## Task brief
Only the lines below from the one containing "of the window" to the one containing "of the balcony" should be repeated, both included and unchanged.

── Exercise input ──

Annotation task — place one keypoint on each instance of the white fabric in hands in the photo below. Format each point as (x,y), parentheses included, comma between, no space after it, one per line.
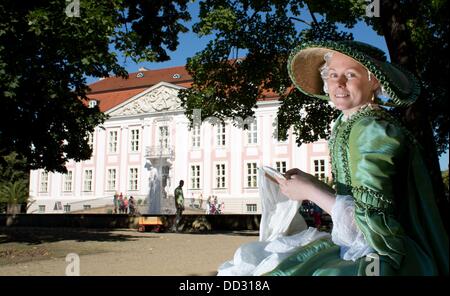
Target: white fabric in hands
(282,230)
(345,232)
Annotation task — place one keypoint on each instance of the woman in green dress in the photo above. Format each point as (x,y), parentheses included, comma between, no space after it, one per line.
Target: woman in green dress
(385,220)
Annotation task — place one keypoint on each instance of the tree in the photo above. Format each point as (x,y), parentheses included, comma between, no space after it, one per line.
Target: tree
(46,53)
(416,33)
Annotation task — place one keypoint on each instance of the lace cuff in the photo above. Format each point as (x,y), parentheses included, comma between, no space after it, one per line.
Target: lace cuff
(345,232)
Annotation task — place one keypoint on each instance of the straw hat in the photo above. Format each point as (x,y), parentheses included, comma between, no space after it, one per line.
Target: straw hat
(401,87)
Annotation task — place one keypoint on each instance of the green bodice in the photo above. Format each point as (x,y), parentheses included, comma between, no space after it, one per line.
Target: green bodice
(378,162)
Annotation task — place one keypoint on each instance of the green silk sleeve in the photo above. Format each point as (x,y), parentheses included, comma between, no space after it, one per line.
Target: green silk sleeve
(375,148)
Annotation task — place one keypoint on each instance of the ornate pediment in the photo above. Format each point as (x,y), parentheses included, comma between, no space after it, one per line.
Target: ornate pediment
(160,98)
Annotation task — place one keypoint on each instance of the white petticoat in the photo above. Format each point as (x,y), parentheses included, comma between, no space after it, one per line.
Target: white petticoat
(277,237)
(282,230)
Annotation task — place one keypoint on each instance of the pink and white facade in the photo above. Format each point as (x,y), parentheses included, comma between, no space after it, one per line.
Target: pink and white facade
(147,127)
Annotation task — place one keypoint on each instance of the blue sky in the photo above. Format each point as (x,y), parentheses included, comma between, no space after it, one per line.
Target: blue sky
(190,44)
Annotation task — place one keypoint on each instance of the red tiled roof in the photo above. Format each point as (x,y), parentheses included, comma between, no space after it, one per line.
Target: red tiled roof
(112,91)
(109,100)
(151,77)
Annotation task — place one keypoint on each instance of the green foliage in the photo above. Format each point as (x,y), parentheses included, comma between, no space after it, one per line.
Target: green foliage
(225,86)
(14,192)
(45,57)
(266,31)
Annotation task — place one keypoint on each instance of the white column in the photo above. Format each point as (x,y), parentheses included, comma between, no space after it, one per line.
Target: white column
(145,142)
(208,174)
(236,166)
(124,175)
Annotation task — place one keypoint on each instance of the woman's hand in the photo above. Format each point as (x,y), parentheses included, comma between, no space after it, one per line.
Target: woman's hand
(298,186)
(302,186)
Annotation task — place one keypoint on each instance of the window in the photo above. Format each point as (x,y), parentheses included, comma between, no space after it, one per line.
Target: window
(252,133)
(134,138)
(195,176)
(91,140)
(111,181)
(319,169)
(87,180)
(221,139)
(281,166)
(57,206)
(68,181)
(196,136)
(112,142)
(251,208)
(220,175)
(164,136)
(133,185)
(92,103)
(44,182)
(251,175)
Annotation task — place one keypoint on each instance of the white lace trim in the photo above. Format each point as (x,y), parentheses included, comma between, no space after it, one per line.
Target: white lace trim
(345,232)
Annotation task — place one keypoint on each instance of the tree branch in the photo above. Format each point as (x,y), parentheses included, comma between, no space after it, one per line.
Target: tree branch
(300,20)
(312,15)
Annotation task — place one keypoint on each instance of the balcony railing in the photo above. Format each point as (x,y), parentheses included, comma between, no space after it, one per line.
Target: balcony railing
(160,151)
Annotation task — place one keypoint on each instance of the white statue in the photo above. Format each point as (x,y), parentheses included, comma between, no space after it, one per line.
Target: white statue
(154,194)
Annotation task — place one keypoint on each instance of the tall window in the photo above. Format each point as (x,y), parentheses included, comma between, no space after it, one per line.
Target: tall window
(281,166)
(68,181)
(319,169)
(196,136)
(164,136)
(87,184)
(252,133)
(251,208)
(252,175)
(134,140)
(195,176)
(112,142)
(91,140)
(44,182)
(111,181)
(133,177)
(220,175)
(221,136)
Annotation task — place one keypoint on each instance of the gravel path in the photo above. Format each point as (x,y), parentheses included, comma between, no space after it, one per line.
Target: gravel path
(43,251)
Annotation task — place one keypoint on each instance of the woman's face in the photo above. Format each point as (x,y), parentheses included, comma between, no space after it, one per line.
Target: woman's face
(348,82)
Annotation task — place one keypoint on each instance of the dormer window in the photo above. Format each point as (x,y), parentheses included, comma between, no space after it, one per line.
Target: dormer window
(92,103)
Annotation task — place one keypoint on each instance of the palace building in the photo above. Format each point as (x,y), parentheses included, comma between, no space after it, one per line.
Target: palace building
(147,139)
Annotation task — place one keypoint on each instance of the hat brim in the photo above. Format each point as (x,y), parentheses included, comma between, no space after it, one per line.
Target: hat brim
(306,60)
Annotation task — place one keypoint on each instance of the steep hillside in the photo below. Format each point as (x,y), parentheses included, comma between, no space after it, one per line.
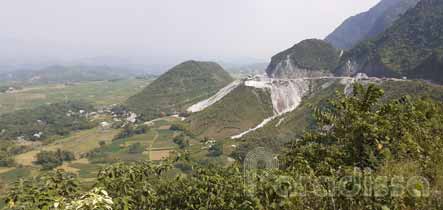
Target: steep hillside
(243,108)
(412,47)
(310,57)
(179,88)
(292,125)
(369,24)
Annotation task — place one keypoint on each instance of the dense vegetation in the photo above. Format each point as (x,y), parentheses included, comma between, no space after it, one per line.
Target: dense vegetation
(45,121)
(369,24)
(359,142)
(311,54)
(243,108)
(179,88)
(412,47)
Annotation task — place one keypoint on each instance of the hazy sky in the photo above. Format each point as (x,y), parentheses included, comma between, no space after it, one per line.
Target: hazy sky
(165,29)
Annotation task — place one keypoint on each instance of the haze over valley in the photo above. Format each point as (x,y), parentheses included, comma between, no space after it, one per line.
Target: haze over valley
(215,105)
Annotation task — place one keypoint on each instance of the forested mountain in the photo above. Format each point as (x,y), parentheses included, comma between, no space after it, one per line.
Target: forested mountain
(179,88)
(308,58)
(369,24)
(412,47)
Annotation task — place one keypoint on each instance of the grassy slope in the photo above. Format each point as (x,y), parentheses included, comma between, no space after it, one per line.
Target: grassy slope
(99,93)
(294,123)
(179,88)
(243,108)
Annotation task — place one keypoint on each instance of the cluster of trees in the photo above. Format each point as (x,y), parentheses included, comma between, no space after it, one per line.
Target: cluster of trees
(356,139)
(131,130)
(52,159)
(7,151)
(45,121)
(182,141)
(136,148)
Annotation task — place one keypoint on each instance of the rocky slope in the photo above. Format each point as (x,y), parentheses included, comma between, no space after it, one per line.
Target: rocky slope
(412,47)
(308,58)
(178,89)
(369,24)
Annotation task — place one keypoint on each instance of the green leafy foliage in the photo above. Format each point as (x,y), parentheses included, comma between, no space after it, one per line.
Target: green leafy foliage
(361,137)
(179,88)
(42,192)
(311,54)
(243,108)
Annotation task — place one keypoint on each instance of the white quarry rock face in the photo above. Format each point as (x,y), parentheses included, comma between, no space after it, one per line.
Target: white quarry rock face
(217,97)
(286,95)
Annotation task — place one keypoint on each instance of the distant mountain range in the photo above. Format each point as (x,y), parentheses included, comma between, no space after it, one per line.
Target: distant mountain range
(411,47)
(402,38)
(369,24)
(64,74)
(311,57)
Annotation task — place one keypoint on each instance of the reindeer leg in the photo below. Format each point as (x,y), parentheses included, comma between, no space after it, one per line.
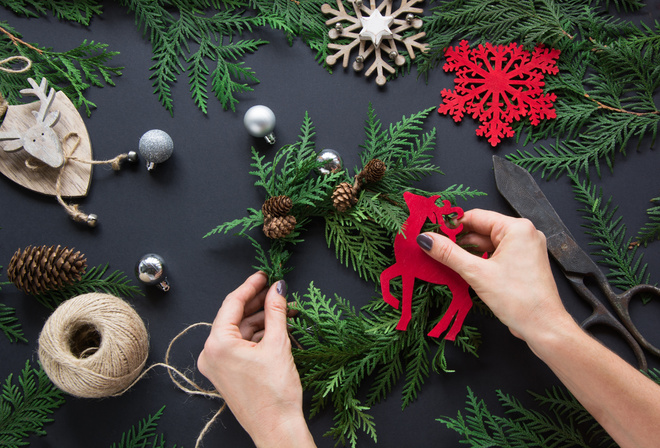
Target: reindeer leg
(385,278)
(406,297)
(459,307)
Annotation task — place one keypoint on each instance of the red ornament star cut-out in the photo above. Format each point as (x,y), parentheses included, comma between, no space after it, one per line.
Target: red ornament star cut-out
(498,85)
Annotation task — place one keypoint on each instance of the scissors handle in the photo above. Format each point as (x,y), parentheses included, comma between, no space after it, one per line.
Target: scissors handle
(621,303)
(602,316)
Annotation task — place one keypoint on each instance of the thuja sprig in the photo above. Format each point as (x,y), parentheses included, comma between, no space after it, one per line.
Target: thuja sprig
(72,71)
(651,230)
(9,323)
(94,280)
(27,407)
(609,232)
(346,355)
(559,420)
(361,237)
(144,434)
(80,11)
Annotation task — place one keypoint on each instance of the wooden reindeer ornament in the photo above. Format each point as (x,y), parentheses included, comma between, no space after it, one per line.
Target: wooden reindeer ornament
(413,263)
(45,147)
(39,140)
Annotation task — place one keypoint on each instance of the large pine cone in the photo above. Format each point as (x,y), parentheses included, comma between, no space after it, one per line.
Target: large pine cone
(279,226)
(344,197)
(39,269)
(373,171)
(277,206)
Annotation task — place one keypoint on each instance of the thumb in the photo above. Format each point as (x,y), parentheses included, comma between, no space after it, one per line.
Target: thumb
(275,311)
(447,252)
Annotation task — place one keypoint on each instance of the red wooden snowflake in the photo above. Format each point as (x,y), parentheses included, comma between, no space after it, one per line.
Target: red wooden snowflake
(498,85)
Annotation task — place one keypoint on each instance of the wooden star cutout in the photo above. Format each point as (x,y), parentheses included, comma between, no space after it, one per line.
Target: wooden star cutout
(375,27)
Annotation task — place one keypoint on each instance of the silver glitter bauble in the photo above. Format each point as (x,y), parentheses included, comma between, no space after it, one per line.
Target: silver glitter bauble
(332,159)
(260,122)
(155,146)
(151,271)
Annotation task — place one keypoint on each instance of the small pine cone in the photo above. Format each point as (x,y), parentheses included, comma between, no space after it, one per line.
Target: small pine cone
(279,226)
(277,206)
(39,269)
(373,171)
(344,197)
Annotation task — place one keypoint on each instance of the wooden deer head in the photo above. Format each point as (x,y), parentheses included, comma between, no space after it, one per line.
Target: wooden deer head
(40,141)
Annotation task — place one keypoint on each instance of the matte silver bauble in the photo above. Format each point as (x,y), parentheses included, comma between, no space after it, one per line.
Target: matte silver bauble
(151,271)
(155,146)
(260,122)
(332,159)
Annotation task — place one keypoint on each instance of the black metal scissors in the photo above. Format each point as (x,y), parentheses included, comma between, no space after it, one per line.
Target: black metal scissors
(521,191)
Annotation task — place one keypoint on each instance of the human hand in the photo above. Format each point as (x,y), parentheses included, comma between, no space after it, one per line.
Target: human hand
(248,359)
(516,281)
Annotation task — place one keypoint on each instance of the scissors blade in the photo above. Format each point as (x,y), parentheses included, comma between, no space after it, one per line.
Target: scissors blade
(523,194)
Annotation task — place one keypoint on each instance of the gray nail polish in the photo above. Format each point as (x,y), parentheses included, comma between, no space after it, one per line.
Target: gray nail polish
(425,241)
(281,288)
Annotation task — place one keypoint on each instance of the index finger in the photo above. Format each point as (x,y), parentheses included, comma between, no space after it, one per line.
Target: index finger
(233,307)
(487,223)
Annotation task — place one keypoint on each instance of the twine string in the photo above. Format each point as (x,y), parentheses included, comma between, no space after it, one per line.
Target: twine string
(4,64)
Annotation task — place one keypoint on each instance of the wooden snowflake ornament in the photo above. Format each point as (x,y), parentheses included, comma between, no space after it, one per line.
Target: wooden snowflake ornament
(374,30)
(498,85)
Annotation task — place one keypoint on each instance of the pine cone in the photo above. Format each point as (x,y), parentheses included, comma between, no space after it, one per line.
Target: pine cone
(40,269)
(277,206)
(344,197)
(279,226)
(373,171)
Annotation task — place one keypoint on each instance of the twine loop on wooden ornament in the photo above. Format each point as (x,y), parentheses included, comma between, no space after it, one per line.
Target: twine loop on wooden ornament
(9,60)
(93,346)
(74,209)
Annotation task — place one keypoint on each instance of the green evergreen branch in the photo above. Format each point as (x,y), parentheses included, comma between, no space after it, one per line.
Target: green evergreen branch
(115,283)
(651,230)
(342,348)
(144,435)
(609,232)
(10,325)
(27,407)
(561,421)
(80,11)
(72,71)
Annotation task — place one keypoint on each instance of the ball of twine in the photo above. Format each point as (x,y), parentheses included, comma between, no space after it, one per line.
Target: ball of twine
(93,346)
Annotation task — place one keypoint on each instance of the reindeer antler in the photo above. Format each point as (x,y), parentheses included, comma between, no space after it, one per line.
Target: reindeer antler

───

## Exercise output
Annotation task — place one keypoint on each instance of the window in the photo above. Format each point as (x,y), parentheses included, comma between, no space after it, one per line.
Target: window
(252,133)
(134,138)
(195,176)
(91,140)
(111,181)
(319,169)
(87,180)
(221,139)
(281,166)
(57,206)
(68,181)
(196,136)
(112,142)
(251,208)
(220,175)
(164,136)
(133,185)
(92,103)
(44,182)
(251,175)
Annotation task — place one keypoint on each instance of the white lace trim in the photo above. Format each point as (x,y), parentheses included, comma between, no space after it, one per line.
Target: white lace trim
(345,232)
Annotation task — place one keypoint on each instance of the tree branch in the photo above. Format each point as (x,y), parentheses included, comma between, no space after it, one per line.
Target: tree branch
(300,20)
(312,15)
Annotation task — place one keypoint on each instance of the balcony railing in the photo above. Format each point as (x,y), parentheses included, comma between, no space after it, one per line.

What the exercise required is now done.